EXERCISE: Reproduce the lines below unchanged except that every occurrence of "outline" is swapped for "polygon".

RECORDS FOR THIS EXERCISE:
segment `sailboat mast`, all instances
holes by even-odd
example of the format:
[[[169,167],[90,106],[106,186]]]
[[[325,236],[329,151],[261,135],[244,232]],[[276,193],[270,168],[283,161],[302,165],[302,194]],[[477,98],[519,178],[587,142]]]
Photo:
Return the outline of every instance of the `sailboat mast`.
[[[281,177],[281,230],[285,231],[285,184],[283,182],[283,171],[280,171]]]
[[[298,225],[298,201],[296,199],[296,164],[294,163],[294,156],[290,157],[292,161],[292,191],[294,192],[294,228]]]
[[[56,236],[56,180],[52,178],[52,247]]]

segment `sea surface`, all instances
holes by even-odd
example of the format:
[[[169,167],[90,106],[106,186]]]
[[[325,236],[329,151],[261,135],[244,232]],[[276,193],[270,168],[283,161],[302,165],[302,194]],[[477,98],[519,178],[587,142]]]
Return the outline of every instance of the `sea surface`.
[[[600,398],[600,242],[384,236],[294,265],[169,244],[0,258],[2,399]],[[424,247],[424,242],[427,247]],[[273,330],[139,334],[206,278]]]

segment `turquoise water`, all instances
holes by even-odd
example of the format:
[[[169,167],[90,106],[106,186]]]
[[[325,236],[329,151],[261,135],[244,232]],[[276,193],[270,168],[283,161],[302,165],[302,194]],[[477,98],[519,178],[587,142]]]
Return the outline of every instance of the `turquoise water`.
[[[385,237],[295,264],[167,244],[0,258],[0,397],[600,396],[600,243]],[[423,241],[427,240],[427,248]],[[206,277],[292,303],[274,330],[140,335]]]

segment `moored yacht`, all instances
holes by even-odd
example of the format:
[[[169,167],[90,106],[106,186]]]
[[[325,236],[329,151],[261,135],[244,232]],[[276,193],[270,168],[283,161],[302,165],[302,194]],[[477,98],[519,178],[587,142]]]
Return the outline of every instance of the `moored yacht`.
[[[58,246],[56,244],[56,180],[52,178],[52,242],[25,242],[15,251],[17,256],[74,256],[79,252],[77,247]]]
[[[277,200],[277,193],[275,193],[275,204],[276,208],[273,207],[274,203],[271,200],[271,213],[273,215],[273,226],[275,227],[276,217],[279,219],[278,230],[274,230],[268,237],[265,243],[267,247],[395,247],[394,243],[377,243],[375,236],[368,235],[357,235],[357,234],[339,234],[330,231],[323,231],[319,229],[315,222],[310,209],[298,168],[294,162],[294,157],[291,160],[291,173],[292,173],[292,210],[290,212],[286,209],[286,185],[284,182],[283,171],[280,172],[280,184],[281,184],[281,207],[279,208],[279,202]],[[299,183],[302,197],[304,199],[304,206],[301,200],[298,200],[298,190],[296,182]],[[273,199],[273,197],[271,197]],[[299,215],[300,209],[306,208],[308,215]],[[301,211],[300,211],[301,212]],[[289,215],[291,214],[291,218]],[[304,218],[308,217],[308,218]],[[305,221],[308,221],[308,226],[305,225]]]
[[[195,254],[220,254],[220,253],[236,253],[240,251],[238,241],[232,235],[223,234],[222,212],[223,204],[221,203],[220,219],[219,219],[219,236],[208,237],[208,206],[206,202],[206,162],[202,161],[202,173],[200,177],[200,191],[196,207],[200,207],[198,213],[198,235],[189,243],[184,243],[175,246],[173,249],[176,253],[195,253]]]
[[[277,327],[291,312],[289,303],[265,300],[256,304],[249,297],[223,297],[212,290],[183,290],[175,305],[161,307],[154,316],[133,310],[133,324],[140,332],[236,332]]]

RESPONSE TO THE EXERCISE:
segment `sailboat mast`, all instances
holes by even-odd
example of the format:
[[[169,167],[90,106],[106,186]]]
[[[325,236],[329,151],[261,135],[244,232]],[[276,193],[270,168],[283,161],[302,165],[302,194]],[[477,98],[519,178],[587,142]]]
Photo:
Return the polygon of every instance of the `sailboat mast`.
[[[281,177],[281,230],[285,231],[285,184],[283,182],[283,171],[280,171]]]
[[[298,225],[298,201],[296,199],[296,164],[294,163],[294,156],[290,157],[292,161],[292,191],[294,192],[294,228]]]
[[[56,236],[56,180],[52,178],[52,247]]]

segment `sea surface`, all instances
holes by even-odd
example of the format:
[[[169,167],[90,106],[106,186]]]
[[[325,236],[329,151],[261,135],[244,232]],[[276,193],[270,168],[283,161],[302,165],[302,194]],[[477,98],[519,178],[587,142]]]
Return the polygon of every instance of the `sea surface`.
[[[600,398],[600,242],[384,236],[294,265],[169,244],[0,258],[2,399]],[[424,247],[424,242],[427,247]],[[273,330],[139,334],[206,278]]]

segment `turquoise water`, all instances
holes by even-odd
example of the format:
[[[169,167],[90,106],[106,186]]]
[[[325,236],[329,151],[261,135],[244,232]],[[276,193],[270,168],[283,161],[302,165],[302,194]],[[477,98],[519,178],[587,142]]]
Return the polygon of every instance of the `turquoise water`.
[[[385,237],[295,264],[167,244],[0,258],[0,397],[600,396],[600,243]],[[423,241],[427,240],[427,248]],[[206,277],[292,303],[274,330],[140,335]]]

segment `moored yacht`, all instances
holes by even-odd
example of the format:
[[[169,167],[90,106],[106,186]]]
[[[325,236],[329,151],[261,135],[244,232]],[[276,193],[270,168],[283,161],[302,165],[302,194]],[[477,98],[519,178],[587,142]]]
Return the polygon of every instance of the `moored yacht`.
[[[58,246],[56,244],[56,180],[52,178],[52,242],[25,242],[15,251],[17,256],[74,256],[79,252],[77,247]]]
[[[277,200],[277,193],[275,193],[275,204],[276,208],[273,207],[274,203],[271,200],[271,213],[273,215],[273,226],[275,227],[276,217],[279,219],[278,230],[274,230],[268,237],[265,243],[267,247],[395,247],[394,243],[377,243],[375,236],[368,235],[357,235],[357,234],[339,234],[330,231],[323,231],[319,229],[315,222],[310,209],[298,168],[294,162],[294,157],[291,160],[291,173],[292,173],[292,210],[290,212],[286,209],[286,185],[284,182],[283,171],[280,172],[280,184],[281,184],[281,207],[279,208],[279,202]],[[299,183],[302,197],[304,199],[304,206],[301,200],[298,200],[298,190],[296,182]],[[273,199],[273,197],[271,197]],[[299,215],[300,209],[306,208],[308,215]],[[301,211],[300,211],[301,212]],[[289,215],[291,214],[291,218]],[[304,218],[308,217],[308,218]],[[305,221],[308,221],[308,226],[305,225]]]
[[[195,254],[220,254],[220,253],[236,253],[240,251],[238,241],[232,235],[223,234],[222,212],[223,204],[221,203],[220,219],[219,219],[219,236],[208,237],[208,206],[206,202],[206,162],[202,161],[202,173],[200,177],[200,191],[196,207],[200,207],[198,213],[198,235],[189,243],[184,243],[175,246],[173,249],[176,253],[195,253]]]
[[[277,327],[291,312],[289,303],[265,300],[256,304],[249,297],[223,297],[212,290],[183,290],[175,305],[161,307],[154,316],[133,310],[133,324],[140,332],[236,332]]]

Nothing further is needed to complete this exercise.